Short problem ::
Type every record exactly as it appears.

Entries shown ::
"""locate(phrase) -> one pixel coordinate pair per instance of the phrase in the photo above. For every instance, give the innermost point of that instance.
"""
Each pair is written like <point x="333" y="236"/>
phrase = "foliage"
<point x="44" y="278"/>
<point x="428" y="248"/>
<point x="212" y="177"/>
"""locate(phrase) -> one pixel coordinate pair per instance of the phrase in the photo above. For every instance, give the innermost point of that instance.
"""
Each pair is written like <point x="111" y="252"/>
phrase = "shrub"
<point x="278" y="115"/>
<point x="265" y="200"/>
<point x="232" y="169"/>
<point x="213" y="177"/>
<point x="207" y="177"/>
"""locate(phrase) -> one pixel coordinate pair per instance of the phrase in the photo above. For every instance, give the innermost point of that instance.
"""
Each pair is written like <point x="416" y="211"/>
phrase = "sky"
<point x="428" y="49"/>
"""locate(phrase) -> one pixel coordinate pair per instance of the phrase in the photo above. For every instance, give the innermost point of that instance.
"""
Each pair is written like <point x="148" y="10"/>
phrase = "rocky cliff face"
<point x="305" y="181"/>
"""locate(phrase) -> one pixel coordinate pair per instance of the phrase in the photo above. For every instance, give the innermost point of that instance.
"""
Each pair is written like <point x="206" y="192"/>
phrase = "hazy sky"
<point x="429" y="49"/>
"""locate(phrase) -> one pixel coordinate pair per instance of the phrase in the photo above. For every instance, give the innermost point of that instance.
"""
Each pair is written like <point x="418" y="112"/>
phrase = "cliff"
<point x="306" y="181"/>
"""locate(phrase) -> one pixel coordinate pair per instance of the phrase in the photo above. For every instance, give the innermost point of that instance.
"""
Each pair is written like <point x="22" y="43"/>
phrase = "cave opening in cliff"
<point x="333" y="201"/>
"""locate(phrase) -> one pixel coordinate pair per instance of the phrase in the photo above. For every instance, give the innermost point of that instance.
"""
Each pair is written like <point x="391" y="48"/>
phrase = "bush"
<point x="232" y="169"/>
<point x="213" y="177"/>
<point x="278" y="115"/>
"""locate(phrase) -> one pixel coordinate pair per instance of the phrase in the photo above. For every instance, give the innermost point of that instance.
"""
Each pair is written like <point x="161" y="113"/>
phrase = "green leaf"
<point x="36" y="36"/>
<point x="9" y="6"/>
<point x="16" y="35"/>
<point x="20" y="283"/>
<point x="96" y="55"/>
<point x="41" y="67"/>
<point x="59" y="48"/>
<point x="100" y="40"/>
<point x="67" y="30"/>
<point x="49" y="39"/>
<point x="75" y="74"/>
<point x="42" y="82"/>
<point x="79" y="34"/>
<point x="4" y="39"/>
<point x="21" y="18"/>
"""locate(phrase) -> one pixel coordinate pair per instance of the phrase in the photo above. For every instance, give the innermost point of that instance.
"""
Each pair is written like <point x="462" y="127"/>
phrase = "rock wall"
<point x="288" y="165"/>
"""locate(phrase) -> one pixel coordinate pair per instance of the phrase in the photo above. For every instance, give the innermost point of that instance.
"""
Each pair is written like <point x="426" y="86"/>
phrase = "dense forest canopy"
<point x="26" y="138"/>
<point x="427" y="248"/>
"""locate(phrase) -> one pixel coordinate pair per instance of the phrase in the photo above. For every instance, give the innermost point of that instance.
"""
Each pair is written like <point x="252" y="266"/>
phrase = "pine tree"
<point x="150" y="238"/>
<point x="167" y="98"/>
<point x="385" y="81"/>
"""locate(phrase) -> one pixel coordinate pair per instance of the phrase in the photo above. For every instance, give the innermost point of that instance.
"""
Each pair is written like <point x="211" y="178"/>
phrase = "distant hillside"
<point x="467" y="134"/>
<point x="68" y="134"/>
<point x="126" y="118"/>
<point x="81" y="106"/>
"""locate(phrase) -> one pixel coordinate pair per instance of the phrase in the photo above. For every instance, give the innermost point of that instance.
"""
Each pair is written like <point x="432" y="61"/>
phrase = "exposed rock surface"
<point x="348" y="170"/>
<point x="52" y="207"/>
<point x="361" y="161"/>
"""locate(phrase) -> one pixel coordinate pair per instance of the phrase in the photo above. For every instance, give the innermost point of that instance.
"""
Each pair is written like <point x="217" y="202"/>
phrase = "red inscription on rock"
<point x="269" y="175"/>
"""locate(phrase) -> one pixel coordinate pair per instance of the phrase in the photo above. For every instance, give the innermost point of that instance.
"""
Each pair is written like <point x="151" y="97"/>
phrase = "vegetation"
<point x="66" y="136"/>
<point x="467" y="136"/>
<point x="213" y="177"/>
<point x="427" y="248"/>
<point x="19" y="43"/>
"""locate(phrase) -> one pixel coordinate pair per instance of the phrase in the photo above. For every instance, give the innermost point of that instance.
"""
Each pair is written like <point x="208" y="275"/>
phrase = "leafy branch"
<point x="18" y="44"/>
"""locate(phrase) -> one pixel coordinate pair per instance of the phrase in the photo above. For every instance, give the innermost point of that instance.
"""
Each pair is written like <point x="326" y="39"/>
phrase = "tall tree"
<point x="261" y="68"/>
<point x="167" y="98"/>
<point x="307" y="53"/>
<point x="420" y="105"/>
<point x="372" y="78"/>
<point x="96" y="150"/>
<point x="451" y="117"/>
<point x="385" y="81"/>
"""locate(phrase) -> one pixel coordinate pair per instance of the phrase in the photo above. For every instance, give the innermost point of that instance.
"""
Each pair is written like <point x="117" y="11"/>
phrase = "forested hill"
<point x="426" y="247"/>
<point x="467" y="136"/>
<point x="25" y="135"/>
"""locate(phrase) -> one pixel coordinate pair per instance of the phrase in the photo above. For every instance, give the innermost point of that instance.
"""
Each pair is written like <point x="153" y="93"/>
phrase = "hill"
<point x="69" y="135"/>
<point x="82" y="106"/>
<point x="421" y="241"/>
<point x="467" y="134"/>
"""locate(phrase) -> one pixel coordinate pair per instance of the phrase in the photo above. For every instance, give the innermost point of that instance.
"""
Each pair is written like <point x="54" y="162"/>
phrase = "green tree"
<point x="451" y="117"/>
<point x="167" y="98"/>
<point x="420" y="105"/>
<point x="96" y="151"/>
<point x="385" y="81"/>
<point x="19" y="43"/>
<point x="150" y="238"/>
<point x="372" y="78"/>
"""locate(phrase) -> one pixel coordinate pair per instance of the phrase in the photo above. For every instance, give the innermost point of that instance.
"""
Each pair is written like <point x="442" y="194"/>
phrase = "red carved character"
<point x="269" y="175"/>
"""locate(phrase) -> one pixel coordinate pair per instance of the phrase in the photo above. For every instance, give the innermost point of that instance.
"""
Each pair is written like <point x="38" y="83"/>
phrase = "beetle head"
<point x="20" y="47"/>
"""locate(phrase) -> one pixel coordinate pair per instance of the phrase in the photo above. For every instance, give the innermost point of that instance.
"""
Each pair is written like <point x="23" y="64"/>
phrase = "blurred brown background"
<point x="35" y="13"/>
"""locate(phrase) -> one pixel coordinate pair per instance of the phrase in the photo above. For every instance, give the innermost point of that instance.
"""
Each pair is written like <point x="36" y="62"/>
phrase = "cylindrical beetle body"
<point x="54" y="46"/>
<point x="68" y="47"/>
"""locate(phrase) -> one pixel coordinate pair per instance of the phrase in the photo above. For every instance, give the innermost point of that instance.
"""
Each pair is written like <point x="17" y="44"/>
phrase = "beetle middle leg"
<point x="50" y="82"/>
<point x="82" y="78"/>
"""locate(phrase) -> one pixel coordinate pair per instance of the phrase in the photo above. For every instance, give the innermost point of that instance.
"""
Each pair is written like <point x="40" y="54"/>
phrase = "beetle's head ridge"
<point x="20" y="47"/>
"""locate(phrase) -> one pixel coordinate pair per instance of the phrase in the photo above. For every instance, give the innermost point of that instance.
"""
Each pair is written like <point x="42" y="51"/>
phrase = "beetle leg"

Written answer ::
"""locate(phrase) -> one pixel coordinate pair per instance of the phrase in the photo above. For every instance, give the innermost point of that instance.
"""
Each pair is written like <point x="333" y="236"/>
phrase = "foliage"
<point x="44" y="278"/>
<point x="428" y="248"/>
<point x="212" y="177"/>
"""locate(phrase) -> one pixel coordinate pair per instance of the phrase in the photo above. For every instance, give the innermost point of that instance.
"""
Each pair is written like <point x="111" y="252"/>
phrase = "shrub"
<point x="278" y="115"/>
<point x="265" y="200"/>
<point x="232" y="169"/>
<point x="213" y="177"/>
<point x="207" y="177"/>
"""locate(phrase) -> one pixel coordinate pair per instance of the phrase in the photo above. For every instance, give the innermost point of that instance.
"""
Each pair is written like <point x="416" y="211"/>
phrase = "sky"
<point x="428" y="49"/>
"""locate(phrase) -> one pixel coordinate pair per instance of the phrase in the photo above. For every instance, give the innermost point of that instance.
"""
Each pair is written like <point x="148" y="10"/>
phrase = "rocky cliff face"
<point x="305" y="181"/>
"""locate(phrase) -> one pixel coordinate pair per instance of the phrase in the photo above. For every instance, give the innermost point of that instance.
"""
Each pair is written like <point x="206" y="192"/>
phrase = "hazy sky"
<point x="429" y="49"/>
"""locate(phrase) -> one pixel coordinate pair per instance of the phrase in the photo above. For every instance, give the innermost point of that instance.
"""
Each pair is written like <point x="418" y="112"/>
phrase = "cliff"
<point x="306" y="181"/>
"""locate(phrase) -> one pixel coordinate pair per instance of the phrase in the photo above. For every instance, give the innermost point of that instance.
"""
Each pair is written like <point x="22" y="43"/>
phrase = "cave opening in cliff"
<point x="333" y="201"/>
"""locate(phrase) -> one pixel coordinate pair per instance of the phrase in the photo above. For every instance, give the innermost point of that instance.
"""
Each pair is written like <point x="391" y="48"/>
phrase = "bush"
<point x="232" y="169"/>
<point x="213" y="177"/>
<point x="278" y="115"/>
"""locate(phrase) -> one pixel coordinate pair per instance of the phrase in the photo above. For every instance, give the innermost point of that instance.
"""
Each pair is written like <point x="161" y="113"/>
phrase = "green leaf"
<point x="36" y="36"/>
<point x="9" y="6"/>
<point x="16" y="35"/>
<point x="20" y="283"/>
<point x="96" y="55"/>
<point x="41" y="67"/>
<point x="59" y="48"/>
<point x="100" y="40"/>
<point x="67" y="30"/>
<point x="49" y="39"/>
<point x="75" y="74"/>
<point x="42" y="82"/>
<point x="79" y="34"/>
<point x="4" y="39"/>
<point x="21" y="18"/>
"""locate(phrase) -> one pixel coordinate pair per instance of the phrase in the photo above. For every instance, give the innermost point of that instance.
"""
Each pair is written like <point x="462" y="127"/>
phrase = "rock wall"
<point x="288" y="165"/>
"""locate(phrase) -> one pixel coordinate pair per instance of the phrase in the photo above. For every instance, give the innermost point of that instance.
"""
Each pair is written like <point x="426" y="86"/>
phrase = "dense forest canopy"
<point x="26" y="138"/>
<point x="427" y="248"/>
"""locate(phrase) -> one pixel coordinate pair per instance of the phrase in the photo above. For every instance, give the innermost point of that instance.
"""
Each pair is written like <point x="252" y="266"/>
phrase = "pine tree"
<point x="150" y="238"/>
<point x="167" y="98"/>
<point x="385" y="81"/>
"""locate(phrase) -> one pixel coordinate pair per instance of the phrase in the photo above. For every instance, give the innermost point of that instance.
"""
Each pair is written like <point x="211" y="178"/>
phrase = "distant hillside"
<point x="467" y="134"/>
<point x="68" y="134"/>
<point x="126" y="118"/>
<point x="81" y="106"/>
"""locate(phrase) -> one pixel coordinate pair per instance of the phrase in the photo above. For every instance, give the innermost point of that instance.
"""
Each pair is written like <point x="432" y="61"/>
phrase = "exposed rock surface"
<point x="348" y="170"/>
<point x="52" y="207"/>
<point x="361" y="161"/>
"""locate(phrase) -> one pixel coordinate pair per instance of the phrase in the photo above. For every instance, give the innermost point of that instance.
"""
Each pair is written like <point x="217" y="202"/>
phrase = "red inscription on rock"
<point x="269" y="175"/>
"""locate(phrase) -> one pixel coordinate pair per instance of the phrase in the photo above. For every instance, give the innermost point of that instance.
"""
Each pair is written like <point x="151" y="97"/>
phrase = "vegetation"
<point x="66" y="136"/>
<point x="467" y="136"/>
<point x="213" y="177"/>
<point x="427" y="248"/>
<point x="19" y="43"/>
"""locate(phrase) -> one pixel coordinate pair per instance of the phrase in the photo above. For every instance, give the innermost point of that instance.
"""
Each pair is written like <point x="208" y="275"/>
phrase = "leafy branch"
<point x="18" y="44"/>
"""locate(phrase) -> one pixel coordinate pair per instance of the phrase in the photo above. For every instance, give the innermost point of that instance.
"""
Each pair is written like <point x="326" y="39"/>
phrase = "tall tree"
<point x="261" y="68"/>
<point x="167" y="98"/>
<point x="307" y="53"/>
<point x="420" y="105"/>
<point x="372" y="78"/>
<point x="96" y="150"/>
<point x="451" y="117"/>
<point x="385" y="81"/>
"""locate(phrase) -> one pixel coordinate pair per instance of the phrase in the photo above. For every instance, give the innermost point of that instance.
"""
Each pair is written like <point x="117" y="11"/>
phrase = "forested hill"
<point x="426" y="247"/>
<point x="467" y="136"/>
<point x="25" y="135"/>
"""locate(phrase) -> one pixel coordinate pair per instance of the phrase in the photo above. For every instance, give the innermost point of that instance.
"""
Each pair is written like <point x="153" y="93"/>
phrase = "hill"
<point x="69" y="135"/>
<point x="82" y="106"/>
<point x="421" y="241"/>
<point x="467" y="134"/>
"""locate(phrase) -> one pixel coordinate pair per instance of the phrase in the photo above. For every instance, give the innermost point of that instance.
"""
Each pair is written like <point x="54" y="162"/>
phrase = "green tree"
<point x="451" y="117"/>
<point x="167" y="98"/>
<point x="420" y="105"/>
<point x="96" y="151"/>
<point x="385" y="81"/>
<point x="19" y="43"/>
<point x="150" y="238"/>
<point x="372" y="78"/>
"""locate(phrase) -> one pixel coordinate pair per instance of the phrase in the photo above. For every instance, give the innermost point of that instance.
"""
Each pair is written like <point x="442" y="194"/>
phrase = "red carved character"
<point x="269" y="175"/>
"""locate(phrase) -> one pixel coordinate pair per instance of the phrase in the photo above. For every instance, give the innermost point of that instance.
"""
Each pair is written like <point x="38" y="83"/>
phrase = "beetle head"
<point x="20" y="47"/>
"""locate(phrase) -> one pixel coordinate pair per instance of the phrase in the photo above. For every instance, give the innermost point of that instance.
"""
Each pair is written like <point x="23" y="64"/>
phrase = "blurred brown background"
<point x="35" y="13"/>
"""locate(phrase) -> one pixel coordinate pair per instance of the phrase in the photo above. For every instance, give the innermost point of that instance.
"""
Each pair is written like <point x="36" y="62"/>
phrase = "cylindrical beetle body"
<point x="54" y="46"/>
<point x="68" y="47"/>
"""locate(phrase) -> one pixel coordinate pair per instance of the phrase in the photo above. For every instance, give the innermost point of that instance.
"""
Each pair is written like <point x="17" y="44"/>
phrase = "beetle middle leg"
<point x="50" y="82"/>
<point x="82" y="78"/>
"""locate(phrase) -> one pixel coordinate pair per instance of the phrase in the photo above. For every instance, give the innermost point of that instance.
"""
Each pair is written like <point x="40" y="54"/>
phrase = "beetle's head ridge"
<point x="20" y="47"/>
"""locate(phrase) -> one pixel coordinate pair per instance of the phrase in the photo above. For every instance, give the innermost point of that instance.
"""
Each pair is written like <point x="42" y="51"/>
phrase = "beetle leg"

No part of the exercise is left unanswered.